WHAT TO DO.
• a. List every requirement that the post on caching in WordPress gives for WP Super Cache.
• b. From the post on caching in WordPress, quote word for word the passage that opens with the words containing "The New York Times, I’m" and closes with "environment it runs in.".

QUOTED TEXT.
Caching in WordPress

(This introduction got a little longer than I thought it would be, so please bear with me in the next three paragraphs!)

I’m often surprised to find WordPress deployed in very large-scale sites; a good example would be, “Did you know that the New York Times runs their blogs on WordPress?!” I’m sure this is of no surprise to the fellows at Automattic.

The New York Times, I’m sure, needs caching. Or if your blog is overrun by DiggSlashdot, or the next click conduit of the interwebs, then you’ll definitely need caching. The solutions are there; the most critically acclaimed (currently) is WP Super Cache, by Donncha O Caoimh. It works by saving off your pages as static HTML files and mod_rewriting requests to the cached version. Fairly simple concept, and spectacularly well implemented.

WP Super Cache has a deceptively short list of requirements: Apache, mod_rewrite, and write access to the wp-content folder. If you’re running a large blog, you’ll most likely have the resources to control the environment it runs in.

But if you’re running your blog on some shared hosting service for two dollars a month, it might not be on an Apache server. There may be no mod_rewrite, or .htaccess access. There might not even be write access available, especially if you installed WordPress by clicking a button. Having never been subjected to PHP’s safe mode, I don’t know the particulars of its restrictions, but that’s a fairly large segment of the web population as well.

As I was contemplating what I’d like to apply for in Google’s Summer of Code, I tripped over one of WordPress’ proposal ideas, namely, “Integrated Caching Solutions“. Having worked a bunch on TheDartmouth.com’s caching system, I thought that I could bring something to the table there.

The basic idea, as I see it, is to raise the amount of traffic a vanilla WordPress install can take. Thus, by definition, I’d be looking to write a core patch to the WordPress codebase, because, honestly, the caching plugin market is very well catered to already (see above). The core infrastructure could, however, definitely use some love.

Consider the most restrictive hosting scenario possible – no write access, no .htaccess, no nothing. But you have a database to run WordPress with. For caching to work for everyone, it will need to cache into the database.

Luckily, the most difficult work has been done with the brand-new 2.5 release – WP_Object_Cache exists and caches data within each request. Previous to 2.5, there was a file-based caching solution that took serialized objects and cached them on disk; this was ripped out of the core because, according to DD32, the code was not well-maintained, and hence there were more problems than benefits.

I think more performance can be squeezed out of a WordPress with database-backed, object-based caching verses without. It may not be a massive speedup – after all, you’ll still be spending a ton of time connecting to the database – but it would be faster than it is now. There must be the option of turning it off and falling back to the current per-request object caching, since it would be redundant to run a full-page caching solution (i.e. WP Super Cache) and a persistent, database-backed object cache as well.

INFORMATION SHOWN.

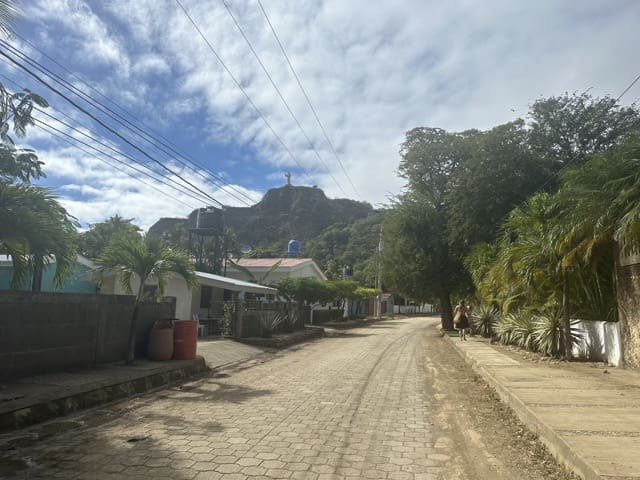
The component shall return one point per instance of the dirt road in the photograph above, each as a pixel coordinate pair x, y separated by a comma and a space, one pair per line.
391, 400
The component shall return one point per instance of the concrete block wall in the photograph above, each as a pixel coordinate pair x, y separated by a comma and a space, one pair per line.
49, 332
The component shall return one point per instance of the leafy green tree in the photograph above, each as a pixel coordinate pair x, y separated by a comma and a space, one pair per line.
600, 206
501, 172
35, 228
94, 240
8, 12
416, 261
419, 261
306, 290
141, 260
568, 128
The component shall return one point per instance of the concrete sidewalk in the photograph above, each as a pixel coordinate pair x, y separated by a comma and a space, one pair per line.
34, 399
588, 415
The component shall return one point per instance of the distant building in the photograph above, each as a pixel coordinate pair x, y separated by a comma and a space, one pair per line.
288, 268
78, 282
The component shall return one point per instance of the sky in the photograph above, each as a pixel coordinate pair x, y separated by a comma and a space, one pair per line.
192, 119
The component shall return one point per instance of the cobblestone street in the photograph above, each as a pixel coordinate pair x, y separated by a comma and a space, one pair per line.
360, 404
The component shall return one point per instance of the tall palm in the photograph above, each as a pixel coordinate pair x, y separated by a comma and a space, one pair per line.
8, 12
35, 230
144, 260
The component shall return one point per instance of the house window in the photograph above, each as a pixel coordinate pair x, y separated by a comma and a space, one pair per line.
205, 297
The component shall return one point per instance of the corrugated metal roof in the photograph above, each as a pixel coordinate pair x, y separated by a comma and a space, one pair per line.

PER-TASK ANSWERS.
• a.
Apache
mod_rewrite
write access to the wp-content folder

• b.
The New York Times, I’m sure, needs caching. Or if your blog is overrun by DiggSlashdot, or the next click conduit of the interwebs, then you’ll definitely need caching. The solutions are there; the most critically acclaimed (currently) is WP Super Cache, by Donncha O Caoimh. It works by saving off your pages as static HTML files and mod_rewriting requests to the cached version. Fairly simple concept, and spectacularly well implemented.

WP Super Cache has a deceptively short list of requirements: Apache, mod_rewrite, and write access to the wp-content folder. If you’re running a large blog, you’ll most likely have the resources to control the environment it runs in.